- Given passage
━━━━

Yun entered Pyŏrhaebo Fortress, a military outpost located on the Kaema Plateau, where he sought to organize the defense of Sŏrhallyŏng Pass and directed operations against Japanese forces. With regard to his entry into Pyŏrhaebo, the Yŏllyŏsilgisul states that he withdrew there under the pretext of illness. According to historians Ryu Ju-hee and Kim Man-ho, his move to Pyŏrhaebo should be understood, in light of his appointment as Provincial Governor, as a measure undertaken in the course of fulfilling his official duties.

In the 8th month of 1592, Yun T'agyŏn, accepting the proposals of Confucian scholars such as Kim Ŭngbok and Yi Hŭirok, resolved to launch an attack against the Japanese forces stationed at Hamhŭng. He summoned Yu Ŭngsu, Yi Yuil, and Pak Chungnip as military officers and petitioned the royal court in exile for permission to hold a military examination. Upon receiving King Seonjo's approval, he conducted the examination and, on the 2nd day of the 10th month, selected more than one hundred candidates. Yu Ŭngsu and Yi Yuil were appointed as commanders and dispatched to lead the campaign. Under the command of Sŏng Yunmun, Provincial Military Commander of North Hamgyŏng, they engaged Japanese forces in the vicinity of Hamhŭng.

Although they did not achieve decisive results due to their numerical inferiority, their operations temporarily disrupted communications between Japanese units stationed in North Hamgyŏng Province and South Hamgyŏng Province. Ryu Ju-hee evaluates Yun T'agyŏn's activities as having secured the route through Sŏrhallyŏng Pass, thereby maintaining lines of communication between Hamgyŏng Province and the royal court in exile at Ŭiju.

=== Conflicts with Chŏng Munbu ===
In addition to organizing the formal defense of Hamgyŏng Province, Yun also sought to cooperate with the righteous army. However, Yun came into conflict with Chŏng Munbu, a leader of righteous army in Hamgyong Province. After recapturing Kyŏngsŏng on the 16th day, 9th month of 1592, Chŏng Munbu submitted a report to the royal court in exile on the 20th day, describing the operations through which Japanese forces had been repelled. Yun T'agyŏn learned of this some fifteen days later and submitted a separate report to the royal court in exile concerning the recovery of Kyŏngsŏng.

━━━━

- Aim A
Rewrite the passage on Yun T'agyŏn from the words "Yun entered Pyŏrhaebo" through the words "his official duties.", changing "Kaema Plateau" to "Kaema Highlands".

━━━━

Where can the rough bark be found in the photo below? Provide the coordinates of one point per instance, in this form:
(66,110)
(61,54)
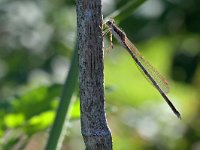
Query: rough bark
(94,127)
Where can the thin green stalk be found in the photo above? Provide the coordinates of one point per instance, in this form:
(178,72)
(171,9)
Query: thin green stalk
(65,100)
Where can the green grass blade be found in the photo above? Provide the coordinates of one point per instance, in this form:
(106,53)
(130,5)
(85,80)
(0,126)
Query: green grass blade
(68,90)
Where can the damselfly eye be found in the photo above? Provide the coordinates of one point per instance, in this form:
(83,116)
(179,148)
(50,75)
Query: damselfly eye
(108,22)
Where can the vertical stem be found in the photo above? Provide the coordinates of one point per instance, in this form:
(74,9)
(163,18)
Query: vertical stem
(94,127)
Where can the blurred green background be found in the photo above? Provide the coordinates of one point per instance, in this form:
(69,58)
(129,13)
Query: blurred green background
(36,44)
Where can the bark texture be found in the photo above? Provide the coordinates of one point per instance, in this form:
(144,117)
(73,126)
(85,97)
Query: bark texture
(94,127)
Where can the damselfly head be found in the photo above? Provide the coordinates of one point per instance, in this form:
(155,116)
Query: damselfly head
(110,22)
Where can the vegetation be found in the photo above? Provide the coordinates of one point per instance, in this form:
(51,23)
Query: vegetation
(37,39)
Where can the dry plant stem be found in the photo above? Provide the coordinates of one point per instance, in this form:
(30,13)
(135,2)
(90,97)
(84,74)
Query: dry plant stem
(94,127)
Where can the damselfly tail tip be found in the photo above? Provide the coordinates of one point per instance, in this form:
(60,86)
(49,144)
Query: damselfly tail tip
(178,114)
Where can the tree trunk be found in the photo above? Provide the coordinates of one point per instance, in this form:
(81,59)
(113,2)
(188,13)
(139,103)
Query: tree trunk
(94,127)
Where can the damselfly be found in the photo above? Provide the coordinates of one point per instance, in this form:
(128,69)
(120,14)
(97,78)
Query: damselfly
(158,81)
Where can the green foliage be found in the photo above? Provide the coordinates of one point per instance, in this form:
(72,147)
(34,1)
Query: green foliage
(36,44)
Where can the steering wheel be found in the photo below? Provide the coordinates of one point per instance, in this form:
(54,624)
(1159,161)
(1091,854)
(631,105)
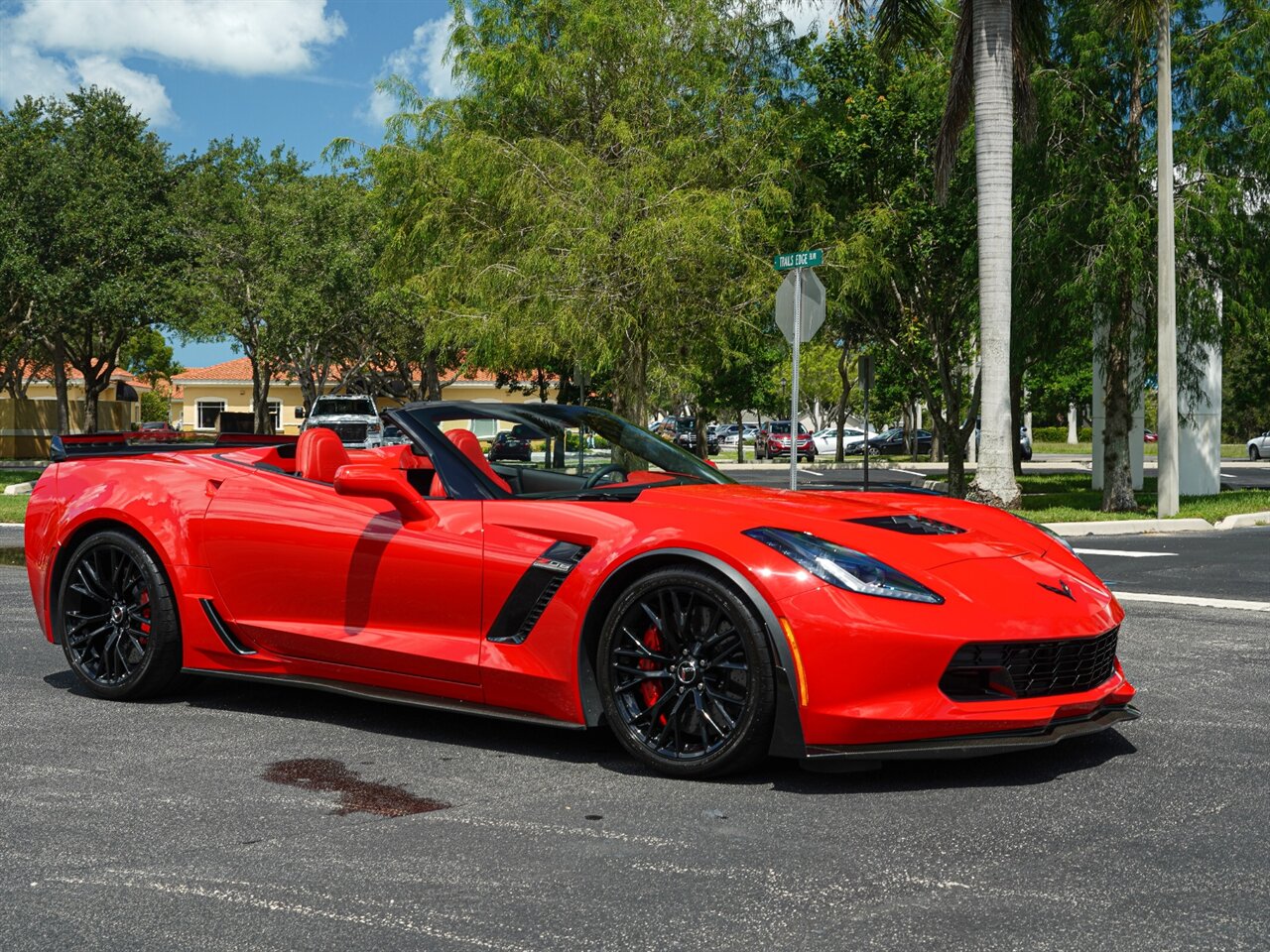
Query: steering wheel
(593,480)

━━━━

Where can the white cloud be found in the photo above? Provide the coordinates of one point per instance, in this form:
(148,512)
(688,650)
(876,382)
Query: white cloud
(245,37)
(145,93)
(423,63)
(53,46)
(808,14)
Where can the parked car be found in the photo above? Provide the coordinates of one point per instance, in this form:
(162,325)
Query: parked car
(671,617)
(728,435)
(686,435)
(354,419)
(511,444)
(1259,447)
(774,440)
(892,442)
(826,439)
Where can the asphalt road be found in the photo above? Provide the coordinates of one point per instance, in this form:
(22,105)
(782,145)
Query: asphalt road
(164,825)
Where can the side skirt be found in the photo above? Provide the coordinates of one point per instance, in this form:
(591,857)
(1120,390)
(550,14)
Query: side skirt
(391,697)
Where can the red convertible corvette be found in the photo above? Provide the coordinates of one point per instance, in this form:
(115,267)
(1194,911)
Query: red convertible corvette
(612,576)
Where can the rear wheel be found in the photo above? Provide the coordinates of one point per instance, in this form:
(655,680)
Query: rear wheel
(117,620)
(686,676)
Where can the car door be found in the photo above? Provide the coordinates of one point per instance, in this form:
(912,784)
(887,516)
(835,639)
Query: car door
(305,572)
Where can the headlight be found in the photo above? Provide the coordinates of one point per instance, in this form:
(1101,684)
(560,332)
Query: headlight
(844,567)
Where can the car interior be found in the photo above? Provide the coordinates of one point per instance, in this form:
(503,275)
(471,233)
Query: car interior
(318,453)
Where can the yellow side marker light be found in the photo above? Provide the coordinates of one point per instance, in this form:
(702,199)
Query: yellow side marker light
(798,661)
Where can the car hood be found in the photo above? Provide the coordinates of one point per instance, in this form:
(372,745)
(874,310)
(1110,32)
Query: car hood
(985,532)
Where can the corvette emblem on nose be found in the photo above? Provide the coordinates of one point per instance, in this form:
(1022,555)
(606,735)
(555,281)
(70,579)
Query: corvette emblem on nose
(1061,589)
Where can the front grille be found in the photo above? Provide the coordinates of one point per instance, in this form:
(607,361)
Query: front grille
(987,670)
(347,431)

━━━━

- Aim B
Find every line in the rows that contains the string "stalk", matching case exactly, and copy each of those lines.

- Correct result A
Yun entered Pyŏrhaebo Fortress, a military outpost located on the Kaema Highlands, where he sought to organize the defense of Sŏrhallyŏng Pass and directed operations against Japanese forces. With regard to his entry into Pyŏrhaebo, the Yŏllyŏsilgisul states that he withdrew there under the pretext of illness. According to historians Ryu Ju-hee and Kim Man-ho, his move to Pyŏrhaebo should be understood, in light of his appointment as Provincial Governor, as a measure undertaken in the course of fulfilling his official duties.

- Correct result B
Where can the thin green stalk be found in the photo above? Provide the coordinates of one point per instance, in this form:
Query: thin green stalk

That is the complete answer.